### Problem to solve
Write out all of the lines below word for word, omitting any pictures from your answer.

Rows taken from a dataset
○ ○ ○ ○ ○
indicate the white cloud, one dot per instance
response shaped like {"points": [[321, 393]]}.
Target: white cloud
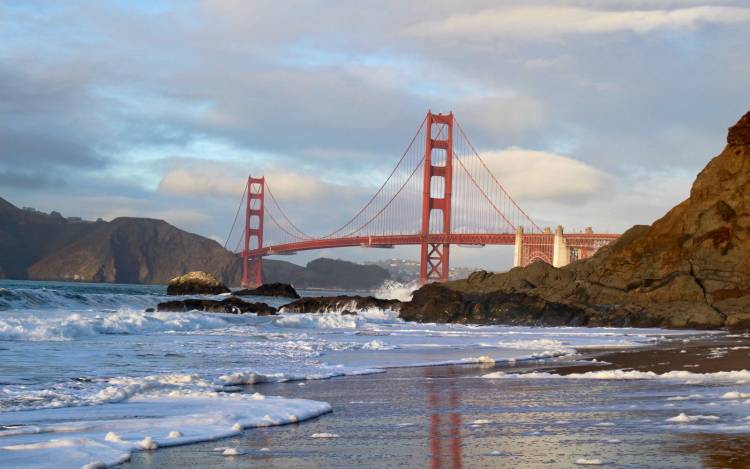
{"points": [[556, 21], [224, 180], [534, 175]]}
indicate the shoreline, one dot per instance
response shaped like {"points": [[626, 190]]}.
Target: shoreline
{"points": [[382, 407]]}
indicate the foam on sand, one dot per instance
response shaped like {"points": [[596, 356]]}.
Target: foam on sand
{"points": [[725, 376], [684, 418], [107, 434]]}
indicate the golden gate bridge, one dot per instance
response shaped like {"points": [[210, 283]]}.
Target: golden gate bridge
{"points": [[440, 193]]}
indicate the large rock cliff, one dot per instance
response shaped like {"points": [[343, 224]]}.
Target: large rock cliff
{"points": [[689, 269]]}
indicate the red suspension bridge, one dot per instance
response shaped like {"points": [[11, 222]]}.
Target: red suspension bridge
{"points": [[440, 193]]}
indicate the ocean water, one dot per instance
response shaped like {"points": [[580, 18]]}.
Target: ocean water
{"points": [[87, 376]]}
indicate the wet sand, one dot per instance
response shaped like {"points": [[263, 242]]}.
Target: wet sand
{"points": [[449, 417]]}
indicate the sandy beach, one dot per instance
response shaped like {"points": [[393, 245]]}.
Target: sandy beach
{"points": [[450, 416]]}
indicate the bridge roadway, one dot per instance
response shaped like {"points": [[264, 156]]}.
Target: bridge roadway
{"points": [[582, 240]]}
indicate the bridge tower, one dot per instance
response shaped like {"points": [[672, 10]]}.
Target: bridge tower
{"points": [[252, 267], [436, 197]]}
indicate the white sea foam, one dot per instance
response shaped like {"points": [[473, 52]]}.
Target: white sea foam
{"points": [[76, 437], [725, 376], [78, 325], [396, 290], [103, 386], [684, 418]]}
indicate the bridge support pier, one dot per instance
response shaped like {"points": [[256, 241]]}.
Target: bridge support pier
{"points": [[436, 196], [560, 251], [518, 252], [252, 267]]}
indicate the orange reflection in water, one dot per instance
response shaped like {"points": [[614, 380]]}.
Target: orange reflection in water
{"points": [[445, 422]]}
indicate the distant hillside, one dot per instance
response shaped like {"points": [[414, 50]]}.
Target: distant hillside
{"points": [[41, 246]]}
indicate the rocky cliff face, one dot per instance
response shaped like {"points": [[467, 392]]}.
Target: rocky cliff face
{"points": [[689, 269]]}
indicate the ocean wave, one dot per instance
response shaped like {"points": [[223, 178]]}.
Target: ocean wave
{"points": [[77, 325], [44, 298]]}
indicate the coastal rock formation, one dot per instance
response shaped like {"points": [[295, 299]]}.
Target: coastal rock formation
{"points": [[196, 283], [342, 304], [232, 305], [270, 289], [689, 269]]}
○ ○ ○ ○ ○
### Complete response
indicate the white cloud, one dot per instance
response shaped like {"points": [[321, 393]]}.
Target: white cloud
{"points": [[556, 21], [224, 180], [534, 175]]}
indicate the shoreline, one dot per instance
response shaped like {"points": [[626, 190]]}.
Target: shoreline
{"points": [[382, 407]]}
indicate the foam on sand, one dot per instance
response shaped like {"points": [[596, 356]]}.
Target: foam on sand
{"points": [[725, 376], [684, 418], [107, 434]]}
indicate the golden gate bridge, one dot per instance
response shaped like {"points": [[210, 283]]}.
Target: golden gate bridge
{"points": [[440, 193]]}
indicate the large rock cliff, one dot per instance
response shaped like {"points": [[343, 224]]}.
Target: large rock cliff
{"points": [[689, 269]]}
indicate the red suspension bridge, one dot per instance
response shaped like {"points": [[11, 222]]}.
Target: red suspension bridge
{"points": [[440, 193]]}
indicate the ocean water, one dot per instance
response shaped like {"points": [[580, 18]]}.
Target: ocean water
{"points": [[87, 376]]}
indicate the wet sand, one dot per instance
response shaped like {"points": [[263, 242]]}.
Target: wet sand
{"points": [[449, 417]]}
indicate the sandy beach, one dot per instance
response shaped like {"points": [[393, 245]]}.
Target: sandy beach
{"points": [[450, 416]]}
indicate the bridge roadway, one dot per instance
response shaped like {"points": [[264, 156]]}.
Target: bridge roadway
{"points": [[582, 240]]}
indicate the bridge tower, one dot per instance
response shaped like {"points": [[672, 10]]}.
Target: bridge tower
{"points": [[252, 267], [436, 197]]}
indicate the white sea foam, one dot per instance
response shaped like {"points": [[473, 52]]}.
Target: white sea foam
{"points": [[76, 437], [725, 376], [78, 325], [396, 290], [103, 386], [684, 418]]}
indicate the bridge support pier, one dot per instance
response shaped like {"points": [[256, 241]]}.
Target: bridge support pier
{"points": [[436, 196], [560, 251], [518, 252], [252, 267]]}
indicate the orange reflection in water, one dot per instance
response shaped like {"points": [[614, 380]]}.
Target: orange reflection in water
{"points": [[445, 422]]}
indicate the distant hillside, one dot per instance
response shaped like {"points": [[414, 50]]}.
Target: distant hillside
{"points": [[41, 246]]}
indicate the rocky cliff face, one dot per instance
response shaped like {"points": [[467, 392]]}.
Target: rocky cliff face
{"points": [[689, 269]]}
indicate the ocean wave, one dot per instance
response shaped like {"points": [[223, 178]]}.
Target: ocean wave
{"points": [[77, 325], [44, 298]]}
indicate the coastal rock formation, one dot per instance
response shaped like {"points": [[295, 299]]}.
Target: coastal rock formation
{"points": [[196, 283], [342, 304], [232, 305], [270, 289], [689, 269]]}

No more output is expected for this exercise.